---------- EXTRACTED MATERIAL ----------

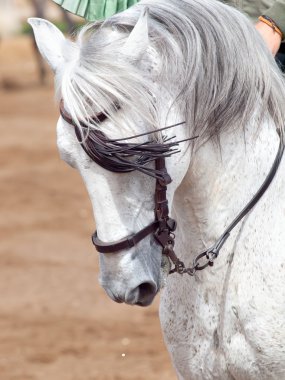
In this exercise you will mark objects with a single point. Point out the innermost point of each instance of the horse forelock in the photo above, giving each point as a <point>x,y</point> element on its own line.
<point>211,57</point>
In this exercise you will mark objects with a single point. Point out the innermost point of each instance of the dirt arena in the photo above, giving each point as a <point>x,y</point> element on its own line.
<point>56,323</point>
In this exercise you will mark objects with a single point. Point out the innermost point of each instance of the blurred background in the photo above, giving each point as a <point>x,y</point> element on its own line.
<point>56,323</point>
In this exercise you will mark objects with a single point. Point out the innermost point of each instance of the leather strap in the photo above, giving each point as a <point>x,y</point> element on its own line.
<point>125,243</point>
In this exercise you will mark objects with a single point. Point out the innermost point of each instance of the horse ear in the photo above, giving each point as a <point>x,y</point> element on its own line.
<point>138,41</point>
<point>49,40</point>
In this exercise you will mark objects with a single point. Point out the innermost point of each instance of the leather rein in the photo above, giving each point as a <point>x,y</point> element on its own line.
<point>163,227</point>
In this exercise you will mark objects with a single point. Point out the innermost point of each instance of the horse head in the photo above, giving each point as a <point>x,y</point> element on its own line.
<point>113,72</point>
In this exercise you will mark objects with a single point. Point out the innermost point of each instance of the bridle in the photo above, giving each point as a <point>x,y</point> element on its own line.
<point>163,227</point>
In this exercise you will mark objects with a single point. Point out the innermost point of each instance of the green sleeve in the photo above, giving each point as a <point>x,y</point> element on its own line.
<point>93,10</point>
<point>277,13</point>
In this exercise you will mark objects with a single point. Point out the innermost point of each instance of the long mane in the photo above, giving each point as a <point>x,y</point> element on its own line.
<point>212,58</point>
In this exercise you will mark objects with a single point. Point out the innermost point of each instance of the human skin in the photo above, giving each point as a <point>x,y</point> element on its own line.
<point>271,38</point>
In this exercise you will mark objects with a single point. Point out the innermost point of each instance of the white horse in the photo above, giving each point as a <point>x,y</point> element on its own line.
<point>162,62</point>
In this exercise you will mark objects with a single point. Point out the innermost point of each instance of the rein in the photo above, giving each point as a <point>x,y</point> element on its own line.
<point>163,226</point>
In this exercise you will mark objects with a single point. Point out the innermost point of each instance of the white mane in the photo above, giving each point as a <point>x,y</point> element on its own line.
<point>218,62</point>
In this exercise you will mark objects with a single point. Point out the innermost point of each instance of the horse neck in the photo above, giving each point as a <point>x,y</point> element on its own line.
<point>220,182</point>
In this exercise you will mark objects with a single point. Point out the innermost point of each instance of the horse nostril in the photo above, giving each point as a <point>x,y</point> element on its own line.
<point>146,291</point>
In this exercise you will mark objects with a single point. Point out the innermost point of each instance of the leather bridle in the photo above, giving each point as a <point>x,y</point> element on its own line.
<point>163,226</point>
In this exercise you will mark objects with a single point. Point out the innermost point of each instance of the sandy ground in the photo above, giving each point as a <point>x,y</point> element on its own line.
<point>55,321</point>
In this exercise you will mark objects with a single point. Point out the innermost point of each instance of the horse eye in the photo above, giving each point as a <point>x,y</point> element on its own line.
<point>100,117</point>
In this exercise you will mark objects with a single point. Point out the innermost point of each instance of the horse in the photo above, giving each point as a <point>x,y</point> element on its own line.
<point>182,99</point>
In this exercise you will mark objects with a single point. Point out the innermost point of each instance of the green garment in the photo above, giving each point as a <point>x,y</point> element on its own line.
<point>93,10</point>
<point>274,9</point>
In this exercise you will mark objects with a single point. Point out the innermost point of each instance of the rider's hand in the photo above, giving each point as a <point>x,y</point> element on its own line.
<point>271,38</point>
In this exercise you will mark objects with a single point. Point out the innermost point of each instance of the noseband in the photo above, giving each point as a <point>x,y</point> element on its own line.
<point>163,226</point>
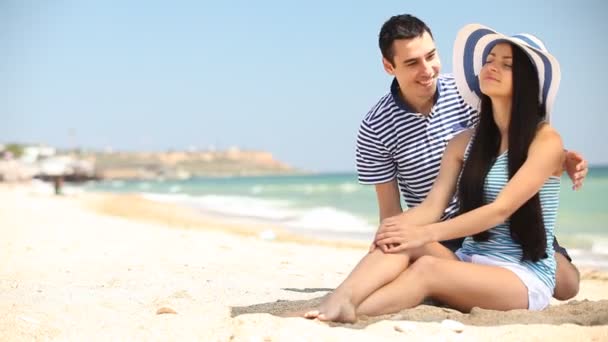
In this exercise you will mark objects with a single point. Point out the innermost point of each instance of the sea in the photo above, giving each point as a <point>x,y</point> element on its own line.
<point>336,206</point>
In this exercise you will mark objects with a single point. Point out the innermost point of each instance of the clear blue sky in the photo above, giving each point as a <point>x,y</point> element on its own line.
<point>290,77</point>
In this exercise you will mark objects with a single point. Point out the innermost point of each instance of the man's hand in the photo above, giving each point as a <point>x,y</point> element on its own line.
<point>576,167</point>
<point>396,234</point>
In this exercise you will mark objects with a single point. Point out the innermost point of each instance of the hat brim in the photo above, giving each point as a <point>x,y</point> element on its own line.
<point>471,48</point>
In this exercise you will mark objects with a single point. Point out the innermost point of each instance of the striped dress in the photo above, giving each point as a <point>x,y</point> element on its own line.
<point>500,245</point>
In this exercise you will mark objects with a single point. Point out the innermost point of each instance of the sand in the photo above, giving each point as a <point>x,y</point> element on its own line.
<point>107,267</point>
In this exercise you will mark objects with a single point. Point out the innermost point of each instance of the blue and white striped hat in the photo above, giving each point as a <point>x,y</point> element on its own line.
<point>471,48</point>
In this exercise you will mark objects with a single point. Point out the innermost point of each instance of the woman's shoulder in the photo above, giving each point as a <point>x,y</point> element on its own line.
<point>458,144</point>
<point>547,137</point>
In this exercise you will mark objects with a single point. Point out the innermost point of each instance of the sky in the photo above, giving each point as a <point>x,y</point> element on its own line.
<point>294,78</point>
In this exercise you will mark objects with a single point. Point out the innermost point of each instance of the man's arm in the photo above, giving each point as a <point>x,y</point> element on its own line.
<point>389,199</point>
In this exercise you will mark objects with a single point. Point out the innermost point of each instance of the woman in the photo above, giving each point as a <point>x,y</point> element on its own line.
<point>508,189</point>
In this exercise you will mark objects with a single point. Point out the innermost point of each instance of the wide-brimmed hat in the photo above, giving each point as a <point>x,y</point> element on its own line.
<point>471,48</point>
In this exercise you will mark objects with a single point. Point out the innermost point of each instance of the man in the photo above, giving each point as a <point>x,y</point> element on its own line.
<point>403,137</point>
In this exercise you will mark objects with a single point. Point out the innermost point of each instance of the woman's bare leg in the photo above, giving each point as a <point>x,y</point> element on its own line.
<point>567,278</point>
<point>459,284</point>
<point>373,272</point>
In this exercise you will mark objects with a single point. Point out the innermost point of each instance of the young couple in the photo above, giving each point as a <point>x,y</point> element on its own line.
<point>479,167</point>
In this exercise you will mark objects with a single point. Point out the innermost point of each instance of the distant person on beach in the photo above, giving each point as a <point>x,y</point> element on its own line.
<point>507,258</point>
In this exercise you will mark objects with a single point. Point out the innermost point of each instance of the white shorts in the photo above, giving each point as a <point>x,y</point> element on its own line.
<point>539,294</point>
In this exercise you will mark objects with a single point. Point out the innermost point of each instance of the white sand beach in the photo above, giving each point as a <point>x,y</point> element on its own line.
<point>87,267</point>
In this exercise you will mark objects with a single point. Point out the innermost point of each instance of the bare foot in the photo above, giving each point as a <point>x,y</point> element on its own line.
<point>336,308</point>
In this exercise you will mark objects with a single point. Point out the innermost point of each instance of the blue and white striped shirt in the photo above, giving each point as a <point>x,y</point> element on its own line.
<point>394,141</point>
<point>500,245</point>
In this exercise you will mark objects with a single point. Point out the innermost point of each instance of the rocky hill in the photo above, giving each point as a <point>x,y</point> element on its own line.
<point>182,164</point>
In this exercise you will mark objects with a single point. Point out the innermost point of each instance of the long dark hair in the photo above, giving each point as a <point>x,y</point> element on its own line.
<point>526,224</point>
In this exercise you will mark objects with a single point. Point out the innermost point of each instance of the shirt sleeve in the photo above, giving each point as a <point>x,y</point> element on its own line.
<point>375,164</point>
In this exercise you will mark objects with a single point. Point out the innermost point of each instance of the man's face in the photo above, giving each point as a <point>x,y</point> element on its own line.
<point>416,66</point>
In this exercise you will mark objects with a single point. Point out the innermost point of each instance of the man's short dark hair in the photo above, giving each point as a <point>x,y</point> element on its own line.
<point>403,26</point>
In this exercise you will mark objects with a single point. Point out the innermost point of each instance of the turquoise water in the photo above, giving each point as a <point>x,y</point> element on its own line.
<point>336,205</point>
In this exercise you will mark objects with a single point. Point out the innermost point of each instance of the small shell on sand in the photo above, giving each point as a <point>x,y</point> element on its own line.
<point>452,325</point>
<point>164,310</point>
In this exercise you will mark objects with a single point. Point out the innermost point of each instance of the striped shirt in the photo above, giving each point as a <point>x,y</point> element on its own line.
<point>500,245</point>
<point>395,141</point>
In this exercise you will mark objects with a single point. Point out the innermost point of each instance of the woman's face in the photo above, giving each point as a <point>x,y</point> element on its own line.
<point>496,76</point>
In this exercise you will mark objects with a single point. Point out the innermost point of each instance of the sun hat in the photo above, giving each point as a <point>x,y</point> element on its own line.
<point>471,48</point>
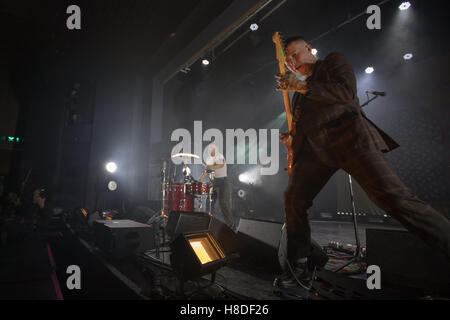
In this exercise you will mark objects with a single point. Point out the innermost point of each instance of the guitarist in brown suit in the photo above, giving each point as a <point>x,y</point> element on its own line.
<point>330,132</point>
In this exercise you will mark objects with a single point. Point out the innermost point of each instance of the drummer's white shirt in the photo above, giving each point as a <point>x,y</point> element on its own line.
<point>218,159</point>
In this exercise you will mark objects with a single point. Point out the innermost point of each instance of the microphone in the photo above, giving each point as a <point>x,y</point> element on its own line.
<point>377,93</point>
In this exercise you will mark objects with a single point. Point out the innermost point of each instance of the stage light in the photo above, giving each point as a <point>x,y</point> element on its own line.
<point>369,70</point>
<point>408,56</point>
<point>405,5</point>
<point>112,185</point>
<point>196,254</point>
<point>254,27</point>
<point>111,167</point>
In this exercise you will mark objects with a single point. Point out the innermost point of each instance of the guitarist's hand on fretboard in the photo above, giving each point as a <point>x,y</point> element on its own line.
<point>290,82</point>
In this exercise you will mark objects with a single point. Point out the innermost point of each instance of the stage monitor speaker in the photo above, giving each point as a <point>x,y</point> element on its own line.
<point>121,238</point>
<point>405,260</point>
<point>184,221</point>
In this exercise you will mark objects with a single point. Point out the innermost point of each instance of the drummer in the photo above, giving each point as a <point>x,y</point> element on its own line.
<point>216,163</point>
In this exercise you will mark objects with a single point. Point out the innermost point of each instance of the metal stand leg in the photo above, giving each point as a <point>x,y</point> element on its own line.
<point>357,255</point>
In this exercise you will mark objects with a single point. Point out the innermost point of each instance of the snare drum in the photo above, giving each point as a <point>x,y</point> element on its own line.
<point>178,198</point>
<point>199,188</point>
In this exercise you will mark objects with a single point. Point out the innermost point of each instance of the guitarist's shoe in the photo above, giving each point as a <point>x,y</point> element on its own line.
<point>297,276</point>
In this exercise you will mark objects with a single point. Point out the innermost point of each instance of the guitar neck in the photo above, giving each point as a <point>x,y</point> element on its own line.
<point>287,103</point>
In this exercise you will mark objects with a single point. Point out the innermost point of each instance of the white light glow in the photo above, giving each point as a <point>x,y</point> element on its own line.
<point>405,5</point>
<point>112,185</point>
<point>254,27</point>
<point>369,70</point>
<point>111,167</point>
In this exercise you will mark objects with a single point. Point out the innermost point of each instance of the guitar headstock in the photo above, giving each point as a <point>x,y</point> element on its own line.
<point>278,39</point>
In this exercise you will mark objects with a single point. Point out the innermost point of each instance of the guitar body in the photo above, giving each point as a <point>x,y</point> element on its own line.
<point>281,57</point>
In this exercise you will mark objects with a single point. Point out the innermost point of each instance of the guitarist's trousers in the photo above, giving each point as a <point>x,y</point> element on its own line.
<point>375,175</point>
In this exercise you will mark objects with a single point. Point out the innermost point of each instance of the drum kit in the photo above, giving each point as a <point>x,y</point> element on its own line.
<point>188,195</point>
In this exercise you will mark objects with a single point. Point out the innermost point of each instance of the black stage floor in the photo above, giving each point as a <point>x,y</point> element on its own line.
<point>29,266</point>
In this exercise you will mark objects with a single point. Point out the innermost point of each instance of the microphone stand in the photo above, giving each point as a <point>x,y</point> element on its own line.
<point>357,257</point>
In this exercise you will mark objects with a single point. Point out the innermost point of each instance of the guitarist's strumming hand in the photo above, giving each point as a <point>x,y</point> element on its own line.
<point>290,82</point>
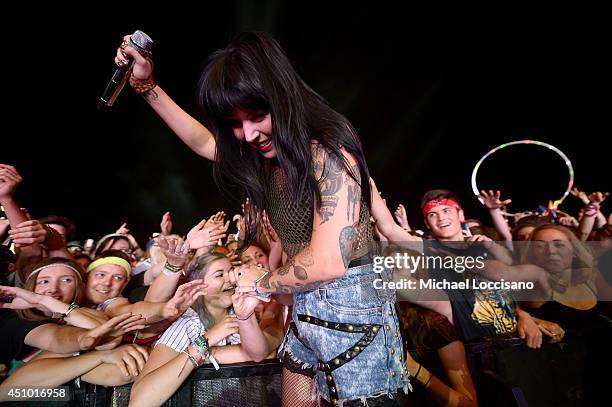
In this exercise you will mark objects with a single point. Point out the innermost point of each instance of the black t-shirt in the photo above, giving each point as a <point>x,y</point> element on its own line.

----------

Pictures excluded, copy exactly the lines running from the one with "the microphone stand" through the last line of the material.

In this exercise you will mark objects with a single point. Point out the innermost point of each instance of the microphone stand in the photo above, giving each point as a <point>x,y</point> element on its own line.
<point>357,257</point>
In this exercise you will mark objects with a single point. Point out the innermost point of each instance of the guitarist's strumming hand in the photo above, giving each point as a <point>x,y</point> element on its own line.
<point>290,82</point>
In this exercise you will mark objects with a single point. Point out the innermost point of each instance of the black t-shirt in the photo above, giving each point as a <point>x,y</point> element on its own line.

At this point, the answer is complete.